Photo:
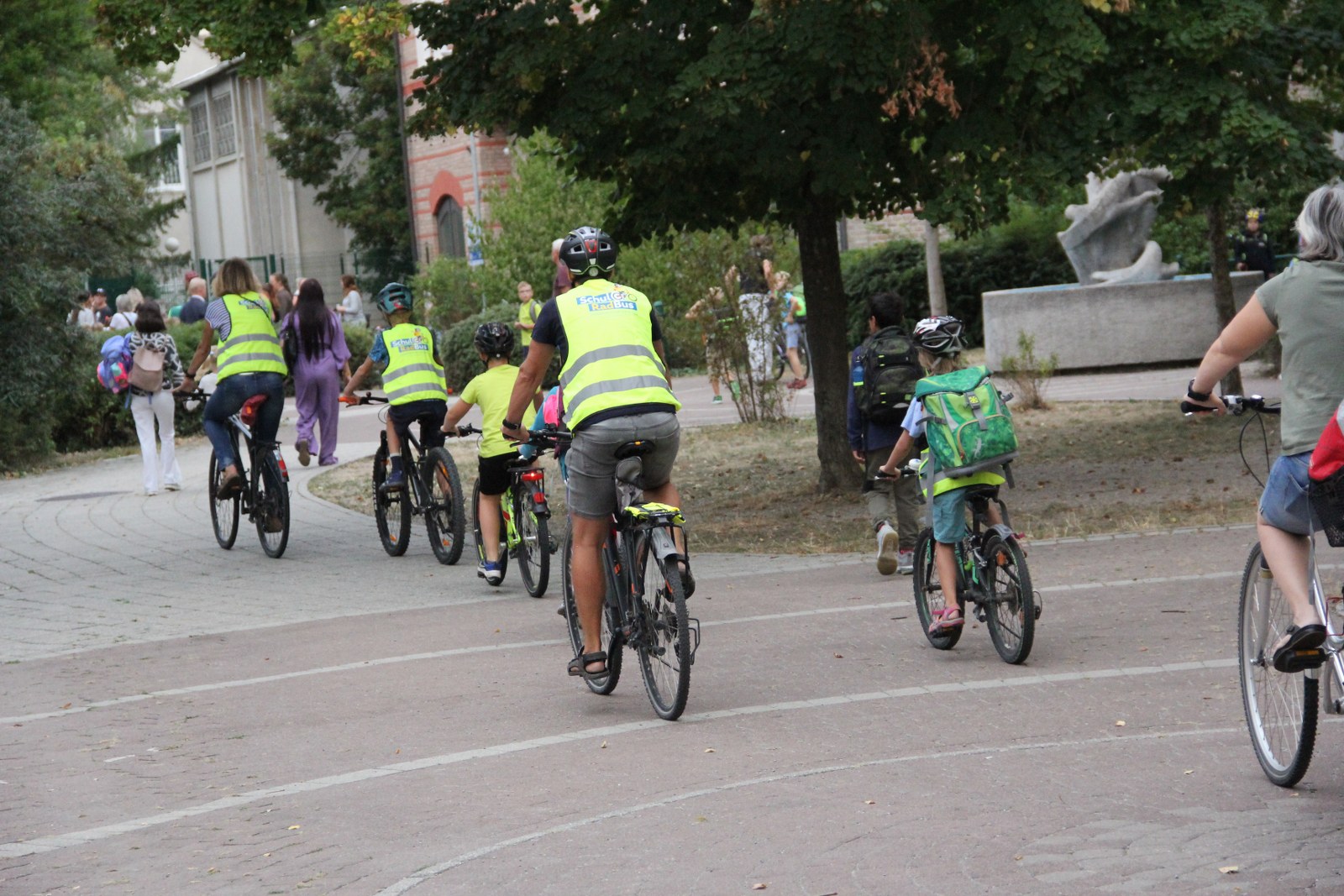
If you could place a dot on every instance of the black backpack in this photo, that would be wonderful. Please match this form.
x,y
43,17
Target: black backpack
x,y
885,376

* * *

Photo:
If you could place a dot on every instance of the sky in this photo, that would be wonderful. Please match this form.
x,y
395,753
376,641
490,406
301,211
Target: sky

--

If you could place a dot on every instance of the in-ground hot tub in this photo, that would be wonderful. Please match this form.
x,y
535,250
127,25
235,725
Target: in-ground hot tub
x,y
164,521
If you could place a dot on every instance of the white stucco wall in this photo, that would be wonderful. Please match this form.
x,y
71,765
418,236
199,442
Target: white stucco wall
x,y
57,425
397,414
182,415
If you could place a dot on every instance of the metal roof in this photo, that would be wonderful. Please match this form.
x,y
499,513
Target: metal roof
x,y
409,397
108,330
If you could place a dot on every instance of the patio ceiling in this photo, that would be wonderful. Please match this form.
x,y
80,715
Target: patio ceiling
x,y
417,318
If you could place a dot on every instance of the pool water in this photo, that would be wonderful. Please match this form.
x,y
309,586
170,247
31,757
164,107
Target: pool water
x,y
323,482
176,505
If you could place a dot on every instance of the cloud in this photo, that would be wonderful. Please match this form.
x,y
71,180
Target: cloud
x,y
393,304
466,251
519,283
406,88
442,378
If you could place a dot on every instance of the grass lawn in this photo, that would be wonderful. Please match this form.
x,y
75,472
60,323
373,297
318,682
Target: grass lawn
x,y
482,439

- **REQUIREMENT**: In the records above, how many lines contain the string "wonderful"? Only that number should be written.

- **ANSWER FOR THE TASK**: 9